* Exercise *
In the lines from the one with "the tree bark" up to and including the one with "pixel 300 208", swap "dot" for "point" and leave everything else as it is. Give back only those lines.

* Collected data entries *
┏━━

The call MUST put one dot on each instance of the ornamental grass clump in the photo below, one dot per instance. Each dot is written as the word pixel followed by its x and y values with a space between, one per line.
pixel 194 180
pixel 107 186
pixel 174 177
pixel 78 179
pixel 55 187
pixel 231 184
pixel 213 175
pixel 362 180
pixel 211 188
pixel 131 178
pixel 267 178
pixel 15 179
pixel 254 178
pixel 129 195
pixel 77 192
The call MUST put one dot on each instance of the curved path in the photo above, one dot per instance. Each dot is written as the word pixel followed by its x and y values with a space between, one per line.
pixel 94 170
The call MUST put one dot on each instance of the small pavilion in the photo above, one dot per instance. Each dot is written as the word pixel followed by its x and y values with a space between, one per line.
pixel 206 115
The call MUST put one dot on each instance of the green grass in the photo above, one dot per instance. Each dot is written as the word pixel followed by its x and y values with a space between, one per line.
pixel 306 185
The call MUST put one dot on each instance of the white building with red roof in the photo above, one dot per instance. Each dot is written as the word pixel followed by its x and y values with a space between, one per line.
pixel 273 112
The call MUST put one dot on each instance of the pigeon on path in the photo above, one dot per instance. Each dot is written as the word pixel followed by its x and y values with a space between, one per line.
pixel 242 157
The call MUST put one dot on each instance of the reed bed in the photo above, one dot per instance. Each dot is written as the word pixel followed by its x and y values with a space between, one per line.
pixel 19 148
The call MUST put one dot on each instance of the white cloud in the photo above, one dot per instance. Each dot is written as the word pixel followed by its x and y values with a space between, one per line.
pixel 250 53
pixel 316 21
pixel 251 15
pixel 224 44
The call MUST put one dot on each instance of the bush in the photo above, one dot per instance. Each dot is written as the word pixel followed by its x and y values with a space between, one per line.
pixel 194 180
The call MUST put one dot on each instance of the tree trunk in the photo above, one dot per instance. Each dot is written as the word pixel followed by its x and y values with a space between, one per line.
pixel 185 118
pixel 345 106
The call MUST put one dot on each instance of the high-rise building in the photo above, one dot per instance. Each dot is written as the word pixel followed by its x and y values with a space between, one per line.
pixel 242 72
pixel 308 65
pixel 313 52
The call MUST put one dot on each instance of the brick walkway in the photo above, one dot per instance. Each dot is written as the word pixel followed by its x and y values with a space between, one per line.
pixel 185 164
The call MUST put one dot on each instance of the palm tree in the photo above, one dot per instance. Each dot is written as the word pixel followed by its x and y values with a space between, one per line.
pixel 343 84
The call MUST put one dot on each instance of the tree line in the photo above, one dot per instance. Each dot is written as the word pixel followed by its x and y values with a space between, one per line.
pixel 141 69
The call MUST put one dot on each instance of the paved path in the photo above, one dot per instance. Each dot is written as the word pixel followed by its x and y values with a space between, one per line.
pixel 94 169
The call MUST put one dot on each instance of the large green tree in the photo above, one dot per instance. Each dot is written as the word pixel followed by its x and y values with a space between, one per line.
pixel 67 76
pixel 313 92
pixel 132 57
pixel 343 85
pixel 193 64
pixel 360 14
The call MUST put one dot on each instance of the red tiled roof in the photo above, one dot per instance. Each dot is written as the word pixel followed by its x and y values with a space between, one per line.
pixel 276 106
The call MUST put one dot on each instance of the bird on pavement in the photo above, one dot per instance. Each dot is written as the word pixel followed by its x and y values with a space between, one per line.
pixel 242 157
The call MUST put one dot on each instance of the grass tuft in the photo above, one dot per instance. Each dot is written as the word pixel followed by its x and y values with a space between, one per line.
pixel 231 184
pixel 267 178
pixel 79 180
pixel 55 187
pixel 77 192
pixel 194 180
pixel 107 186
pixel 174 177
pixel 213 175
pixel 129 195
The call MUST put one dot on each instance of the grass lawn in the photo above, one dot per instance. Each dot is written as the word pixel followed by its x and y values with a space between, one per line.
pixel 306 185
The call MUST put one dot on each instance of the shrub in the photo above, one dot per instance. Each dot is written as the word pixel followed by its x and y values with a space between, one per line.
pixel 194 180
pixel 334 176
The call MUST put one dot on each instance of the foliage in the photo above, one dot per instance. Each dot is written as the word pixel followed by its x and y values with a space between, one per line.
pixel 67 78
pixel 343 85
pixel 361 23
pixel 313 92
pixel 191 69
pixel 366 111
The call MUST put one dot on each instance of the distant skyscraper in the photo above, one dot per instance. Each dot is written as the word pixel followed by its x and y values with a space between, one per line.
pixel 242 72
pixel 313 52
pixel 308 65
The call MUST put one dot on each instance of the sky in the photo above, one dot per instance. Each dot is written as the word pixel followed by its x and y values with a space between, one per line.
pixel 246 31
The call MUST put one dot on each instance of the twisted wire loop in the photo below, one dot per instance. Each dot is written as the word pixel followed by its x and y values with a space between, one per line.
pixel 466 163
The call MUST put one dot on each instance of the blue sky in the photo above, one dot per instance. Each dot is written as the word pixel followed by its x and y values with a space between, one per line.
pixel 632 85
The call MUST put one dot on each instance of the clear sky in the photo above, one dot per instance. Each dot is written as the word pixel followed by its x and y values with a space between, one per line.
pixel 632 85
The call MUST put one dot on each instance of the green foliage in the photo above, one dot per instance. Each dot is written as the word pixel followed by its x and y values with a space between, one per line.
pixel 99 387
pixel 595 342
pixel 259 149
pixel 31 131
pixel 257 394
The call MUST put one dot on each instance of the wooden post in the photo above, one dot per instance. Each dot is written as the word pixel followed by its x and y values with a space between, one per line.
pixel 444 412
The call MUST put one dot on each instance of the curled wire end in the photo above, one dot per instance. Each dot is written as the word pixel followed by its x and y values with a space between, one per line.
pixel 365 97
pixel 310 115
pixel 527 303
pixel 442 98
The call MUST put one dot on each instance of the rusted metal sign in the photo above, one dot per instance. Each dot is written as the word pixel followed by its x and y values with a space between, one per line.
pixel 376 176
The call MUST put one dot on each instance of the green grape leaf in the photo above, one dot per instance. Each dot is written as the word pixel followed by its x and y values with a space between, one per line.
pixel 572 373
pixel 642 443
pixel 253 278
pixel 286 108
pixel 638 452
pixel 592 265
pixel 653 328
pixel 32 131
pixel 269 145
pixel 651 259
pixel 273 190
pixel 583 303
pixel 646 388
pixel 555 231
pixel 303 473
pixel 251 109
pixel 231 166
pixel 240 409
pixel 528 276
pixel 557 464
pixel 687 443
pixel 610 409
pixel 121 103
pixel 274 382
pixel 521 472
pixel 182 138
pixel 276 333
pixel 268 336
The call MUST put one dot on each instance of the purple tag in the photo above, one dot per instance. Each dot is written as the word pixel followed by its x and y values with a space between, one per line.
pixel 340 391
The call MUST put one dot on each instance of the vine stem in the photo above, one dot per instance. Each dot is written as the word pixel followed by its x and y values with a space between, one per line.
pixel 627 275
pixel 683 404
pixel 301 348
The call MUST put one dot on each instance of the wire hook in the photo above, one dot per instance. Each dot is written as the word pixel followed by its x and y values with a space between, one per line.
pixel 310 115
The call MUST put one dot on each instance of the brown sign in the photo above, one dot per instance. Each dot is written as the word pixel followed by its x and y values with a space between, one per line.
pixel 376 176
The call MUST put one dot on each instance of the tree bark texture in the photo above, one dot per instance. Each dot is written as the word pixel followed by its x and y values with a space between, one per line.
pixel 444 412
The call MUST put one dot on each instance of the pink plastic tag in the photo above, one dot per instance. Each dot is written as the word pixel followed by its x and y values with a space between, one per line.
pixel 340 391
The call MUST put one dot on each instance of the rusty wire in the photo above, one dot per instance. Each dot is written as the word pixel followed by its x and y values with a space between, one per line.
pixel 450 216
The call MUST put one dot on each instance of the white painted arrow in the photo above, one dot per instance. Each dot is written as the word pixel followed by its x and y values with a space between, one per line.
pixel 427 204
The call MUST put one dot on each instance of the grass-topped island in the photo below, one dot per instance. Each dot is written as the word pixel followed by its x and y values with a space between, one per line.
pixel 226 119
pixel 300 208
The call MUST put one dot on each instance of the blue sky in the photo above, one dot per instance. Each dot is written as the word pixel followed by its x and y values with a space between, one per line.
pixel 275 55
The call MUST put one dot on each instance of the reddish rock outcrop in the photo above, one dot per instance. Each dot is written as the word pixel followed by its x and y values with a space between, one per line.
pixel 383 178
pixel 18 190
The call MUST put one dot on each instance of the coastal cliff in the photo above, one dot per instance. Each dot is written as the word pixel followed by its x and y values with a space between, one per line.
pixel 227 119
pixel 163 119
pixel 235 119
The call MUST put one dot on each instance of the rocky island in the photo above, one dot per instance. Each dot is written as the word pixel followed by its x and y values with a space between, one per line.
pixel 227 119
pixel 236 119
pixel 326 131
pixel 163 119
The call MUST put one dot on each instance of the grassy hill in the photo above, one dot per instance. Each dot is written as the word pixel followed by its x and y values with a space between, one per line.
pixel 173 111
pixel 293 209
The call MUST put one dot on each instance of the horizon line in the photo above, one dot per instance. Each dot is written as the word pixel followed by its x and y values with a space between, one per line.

┗━━

* Complete answer *
The call MUST put one point on each instance of the tree bark texture in the photo above, one point per instance. Each point is written as the word pixel followed by its x and y values with a space between, one per line.
pixel 444 412
The call MUST put one point on each instance of the pink plastic tag in the photo above, one point per instance. Each point is written as the word pixel followed by its x and y values with a space between, one per line.
pixel 340 391
The call MUST put one point on each instance of the rusty wire in the photo above, one point per instance. Each point is written as the word pixel followed by its x and y values with a space between, one per line.
pixel 450 216
The call MUST put one point on each instance of the white painted arrow in the photo above, one point per instance. Each point is written as the word pixel followed by its x and y values with a space between, one per line.
pixel 427 204
The call MUST put one point on each instance of the grass-topped island in the photo below, one point per instance. Each point is written as the word pixel followed by its x and y values with a space between, one per line.
pixel 226 119
pixel 300 208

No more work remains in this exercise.